▶ **DIRECTIONS FOR THIS TASK**: Please copy every line of the material below word for word, with no changes.

▶ **ENTRIES**:
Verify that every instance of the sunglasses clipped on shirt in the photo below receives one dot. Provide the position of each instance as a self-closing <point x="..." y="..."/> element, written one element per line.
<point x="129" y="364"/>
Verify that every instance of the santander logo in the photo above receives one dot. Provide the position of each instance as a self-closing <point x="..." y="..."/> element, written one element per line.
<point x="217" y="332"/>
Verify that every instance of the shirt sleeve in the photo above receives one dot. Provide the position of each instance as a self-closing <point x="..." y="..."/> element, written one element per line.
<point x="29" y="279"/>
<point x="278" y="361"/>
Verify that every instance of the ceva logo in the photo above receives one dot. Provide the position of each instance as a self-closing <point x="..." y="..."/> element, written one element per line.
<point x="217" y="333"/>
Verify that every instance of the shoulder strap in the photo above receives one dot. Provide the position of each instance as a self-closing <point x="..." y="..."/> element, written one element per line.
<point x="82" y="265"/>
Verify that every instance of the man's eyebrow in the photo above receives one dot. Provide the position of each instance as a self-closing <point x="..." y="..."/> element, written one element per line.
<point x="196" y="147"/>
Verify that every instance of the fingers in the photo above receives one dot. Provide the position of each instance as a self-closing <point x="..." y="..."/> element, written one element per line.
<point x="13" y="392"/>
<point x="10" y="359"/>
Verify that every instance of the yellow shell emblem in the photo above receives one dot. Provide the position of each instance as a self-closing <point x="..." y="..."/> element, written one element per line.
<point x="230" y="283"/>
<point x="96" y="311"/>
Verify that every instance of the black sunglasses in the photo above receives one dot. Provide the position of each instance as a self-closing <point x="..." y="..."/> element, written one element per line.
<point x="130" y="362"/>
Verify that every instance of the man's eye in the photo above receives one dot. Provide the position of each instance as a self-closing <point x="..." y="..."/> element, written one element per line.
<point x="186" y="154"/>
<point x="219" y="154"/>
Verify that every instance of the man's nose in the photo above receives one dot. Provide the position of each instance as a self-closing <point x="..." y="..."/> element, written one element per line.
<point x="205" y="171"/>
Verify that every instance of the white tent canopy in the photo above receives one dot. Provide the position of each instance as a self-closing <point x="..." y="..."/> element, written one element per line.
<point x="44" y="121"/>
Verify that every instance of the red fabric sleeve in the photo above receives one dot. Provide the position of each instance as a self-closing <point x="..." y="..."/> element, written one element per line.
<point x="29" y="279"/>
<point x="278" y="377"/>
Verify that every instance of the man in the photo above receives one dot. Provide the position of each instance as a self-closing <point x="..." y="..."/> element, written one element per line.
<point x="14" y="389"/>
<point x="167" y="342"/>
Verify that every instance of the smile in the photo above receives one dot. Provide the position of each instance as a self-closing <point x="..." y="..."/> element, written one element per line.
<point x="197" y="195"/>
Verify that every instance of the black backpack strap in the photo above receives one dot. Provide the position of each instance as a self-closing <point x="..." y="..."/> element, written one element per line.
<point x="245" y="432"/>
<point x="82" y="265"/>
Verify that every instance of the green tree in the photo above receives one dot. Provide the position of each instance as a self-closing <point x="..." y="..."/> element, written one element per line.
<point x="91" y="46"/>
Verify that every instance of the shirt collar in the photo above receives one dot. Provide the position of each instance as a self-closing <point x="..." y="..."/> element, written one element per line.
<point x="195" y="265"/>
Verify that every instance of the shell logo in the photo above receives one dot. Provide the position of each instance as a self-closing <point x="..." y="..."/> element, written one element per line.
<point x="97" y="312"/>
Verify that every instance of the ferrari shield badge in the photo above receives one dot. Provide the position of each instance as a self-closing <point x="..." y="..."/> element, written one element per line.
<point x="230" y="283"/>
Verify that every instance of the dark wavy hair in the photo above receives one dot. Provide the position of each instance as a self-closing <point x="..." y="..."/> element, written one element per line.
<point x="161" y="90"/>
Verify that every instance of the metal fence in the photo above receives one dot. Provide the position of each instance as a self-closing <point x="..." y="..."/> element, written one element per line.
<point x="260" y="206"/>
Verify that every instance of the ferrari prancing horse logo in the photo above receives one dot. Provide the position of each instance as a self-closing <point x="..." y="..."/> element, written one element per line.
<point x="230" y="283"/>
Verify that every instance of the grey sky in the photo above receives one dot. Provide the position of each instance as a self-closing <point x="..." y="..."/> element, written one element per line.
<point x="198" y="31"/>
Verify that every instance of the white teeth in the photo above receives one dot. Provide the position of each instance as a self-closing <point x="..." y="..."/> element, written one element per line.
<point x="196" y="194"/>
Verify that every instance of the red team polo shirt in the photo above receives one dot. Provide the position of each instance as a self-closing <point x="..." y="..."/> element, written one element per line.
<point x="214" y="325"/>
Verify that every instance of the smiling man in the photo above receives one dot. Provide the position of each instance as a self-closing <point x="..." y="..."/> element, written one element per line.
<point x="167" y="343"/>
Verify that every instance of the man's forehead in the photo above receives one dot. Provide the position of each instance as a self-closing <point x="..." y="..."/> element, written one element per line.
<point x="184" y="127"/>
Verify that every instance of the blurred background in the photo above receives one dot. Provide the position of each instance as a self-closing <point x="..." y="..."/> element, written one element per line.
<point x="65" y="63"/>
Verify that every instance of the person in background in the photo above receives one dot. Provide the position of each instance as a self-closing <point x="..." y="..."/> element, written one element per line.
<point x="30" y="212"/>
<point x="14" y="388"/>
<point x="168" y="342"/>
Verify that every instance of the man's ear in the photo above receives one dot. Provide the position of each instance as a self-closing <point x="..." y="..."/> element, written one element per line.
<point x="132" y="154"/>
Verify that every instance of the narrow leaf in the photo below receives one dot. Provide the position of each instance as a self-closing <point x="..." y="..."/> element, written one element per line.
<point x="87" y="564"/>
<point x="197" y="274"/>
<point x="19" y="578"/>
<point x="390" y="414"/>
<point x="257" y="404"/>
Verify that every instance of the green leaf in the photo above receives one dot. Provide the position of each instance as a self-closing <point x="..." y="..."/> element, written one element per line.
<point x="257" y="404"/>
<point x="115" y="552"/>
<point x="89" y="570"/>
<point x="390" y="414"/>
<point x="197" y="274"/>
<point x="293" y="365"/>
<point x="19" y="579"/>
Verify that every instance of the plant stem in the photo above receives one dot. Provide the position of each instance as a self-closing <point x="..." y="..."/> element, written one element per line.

▶ **ANSWER**:
Verify that every instance of the sunglasses clipped on shirt in the photo below receives one dot. Provide the position of each instance as a self-closing <point x="..." y="..."/> element, written one element per line.
<point x="129" y="364"/>
Verify that every instance of the santander logo in the photo above receives one dot. Provide the position of each instance as a self-closing <point x="..." y="..."/> element, written one element per line.
<point x="217" y="332"/>
Verify that every instance of the shirt sleeve in the photo above receives one dot. Provide the position of each instance as a self-closing <point x="..." y="..."/> element, written one element per line.
<point x="29" y="279"/>
<point x="278" y="361"/>
Verify that every instance of the ceva logo in the photo above receives one dot. Provide the position of each instance as a self-closing <point x="..." y="..."/> element, written one element per line.
<point x="217" y="333"/>
Verify that every instance of the shoulder strap in the photo above receives one dot. Provide the position of each instance as a self-closing <point x="..." y="..."/> element, written one element per line.
<point x="82" y="265"/>
Verify that every instance of the man's eyebrow in the photo above receives one dot. Provide the position of each instance as a self-closing <point x="..." y="..."/> element, written one element per line.
<point x="196" y="147"/>
Verify that every instance of the fingers in the photo above receives one dot. Provide the position of each instance as a self-closing <point x="..." y="..."/> element, written one element per line.
<point x="13" y="392"/>
<point x="10" y="359"/>
Verify that every instance of the yellow shell emblem in the photo above receives one dot. Provide the position of each instance as a self-closing <point x="..." y="..."/> element, written one element per line.
<point x="230" y="283"/>
<point x="96" y="311"/>
Verify that every instance of the black sunglasses in the photo above receives one dot. Provide the position of each instance as a self-closing <point x="..." y="..."/> element, written one element per line.
<point x="130" y="362"/>
Verify that every instance of the man's eye in the photo above receives one dot. Provide the position of each instance as a self-closing <point x="..." y="..."/> element, written one element per line.
<point x="186" y="154"/>
<point x="219" y="154"/>
Verify that every instance of the man's nose in the photo above receives one dot. Provide the position of each instance as a self-closing <point x="..." y="..."/> element, written one element per line.
<point x="205" y="171"/>
Verify that every instance of the white tent canopy in the photo above receives one dot. Provide the position of each instance as a self-closing <point x="..." y="..."/> element, written one element per line.
<point x="44" y="121"/>
Verify that every instance of the red fabric sleeve in the photo above receives one dot. Provide the position of each instance as a self-closing <point x="..." y="..."/> element, written one element per line.
<point x="29" y="279"/>
<point x="278" y="377"/>
Verify that every instance of the man in the photo above receives one dot. Provide the position of each instance as a self-closing <point x="..." y="..."/> element, written one element per line.
<point x="14" y="389"/>
<point x="167" y="342"/>
Verify that every instance of the smile in the photo above receives one dot. Provide the position of each instance as a self-closing <point x="..." y="..."/> element, written one element per line.
<point x="197" y="195"/>
Verify that every instance of the black backpack strap in the photo above receives one dot. Provide the position of each instance as a self-closing <point x="..." y="..."/> element, written one element per line.
<point x="245" y="432"/>
<point x="82" y="265"/>
Verify that every instance of the green tree in the photo above receives one dot. Provide the position of each instance as a self-closing <point x="..." y="..."/> element, written one element per line.
<point x="91" y="46"/>
Verify that every instance of the shirt collar in the photo above receives one dot. Provide the position of each instance as a self-closing <point x="..." y="..."/> element, written one element per line.
<point x="195" y="265"/>
Verify that every instance of the shell logo in the photo above receives one dot. Provide the position of each instance as a self-closing <point x="..." y="..."/> element, written one element per line.
<point x="97" y="312"/>
Verify that every instance of the ferrari shield badge in the photo above receives one dot. Provide the position of each instance as a self-closing <point x="..." y="..."/> element, written one element per line.
<point x="230" y="283"/>
Verify that every instance of the dark wavy hair in the photo above receives one dot. Provide the position of each instance as a self-closing <point x="..." y="..."/> element, written one element per line.
<point x="161" y="90"/>
Verify that every instance of the metal fence in the photo above receives one dot. Provide the position of each instance as a self-closing <point x="..." y="..."/> element, written one element per line.
<point x="260" y="206"/>
Verify that every instance of the ferrari prancing horse logo in the photo above receives one dot. Provide the position of each instance as a self-closing <point x="..." y="..."/> element, written one element per line.
<point x="230" y="283"/>
Verify that every instance of the grey sky in the photo above receives one dot. Provide the position of each instance as a self-closing <point x="..." y="..."/> element, written one element per line.
<point x="198" y="31"/>
Verify that every instance of the white teeth in the photo above receives one dot. Provide the position of each instance as a self-closing <point x="..." y="..."/> element, written one element per line.
<point x="196" y="194"/>
Verify that every instance of the red team polo shirt in the photo above receives one dot. Provide the position of each instance as a self-closing <point x="..." y="..."/> element, written one element per line.
<point x="214" y="325"/>
Verify that every instance of the smiling man in the photo above receives one dot. Provide the position of each instance as a self-closing <point x="..." y="..."/> element, written one element per line.
<point x="167" y="343"/>
Verify that every instance of the man's forehead in the photo above receives one dot. Provide the position of each instance as a self-closing <point x="..." y="..."/> element, written one element per line.
<point x="184" y="127"/>
Verify that every instance of the blurred background in the photo above receives one dot. Provide the position of each instance as a self-closing <point x="..." y="..."/> element, written one element per line.
<point x="65" y="63"/>
Verify that every instance of the person in background in the photo above receives one dot. Provide the position of each instance as a self-closing <point x="..." y="..."/> element, written one element per line.
<point x="30" y="212"/>
<point x="14" y="388"/>
<point x="168" y="342"/>
Verify that every instance of the man's ear in the photo above receives one dot. Provide the position of each instance as a self-closing <point x="..." y="..."/> element, written one element per line.
<point x="132" y="154"/>
Verify that every instance of the narrow leaf in the photo below receives one dot. Provide the position of each instance as a self-closing <point x="..." y="..."/> element, written one element per line.
<point x="87" y="564"/>
<point x="197" y="274"/>
<point x="19" y="578"/>
<point x="390" y="414"/>
<point x="257" y="404"/>
Verify that every instance of the green leaf in the photo above receives one dot. Provide the position of each instance as a self-closing <point x="..." y="..."/> element, written one element per line.
<point x="257" y="404"/>
<point x="115" y="552"/>
<point x="89" y="570"/>
<point x="390" y="414"/>
<point x="197" y="274"/>
<point x="293" y="365"/>
<point x="19" y="579"/>
Verify that every instance of the plant stem in the photo above receives one dot. Provide the position of each instance as a self-closing <point x="..." y="..."/> element, written one element per line.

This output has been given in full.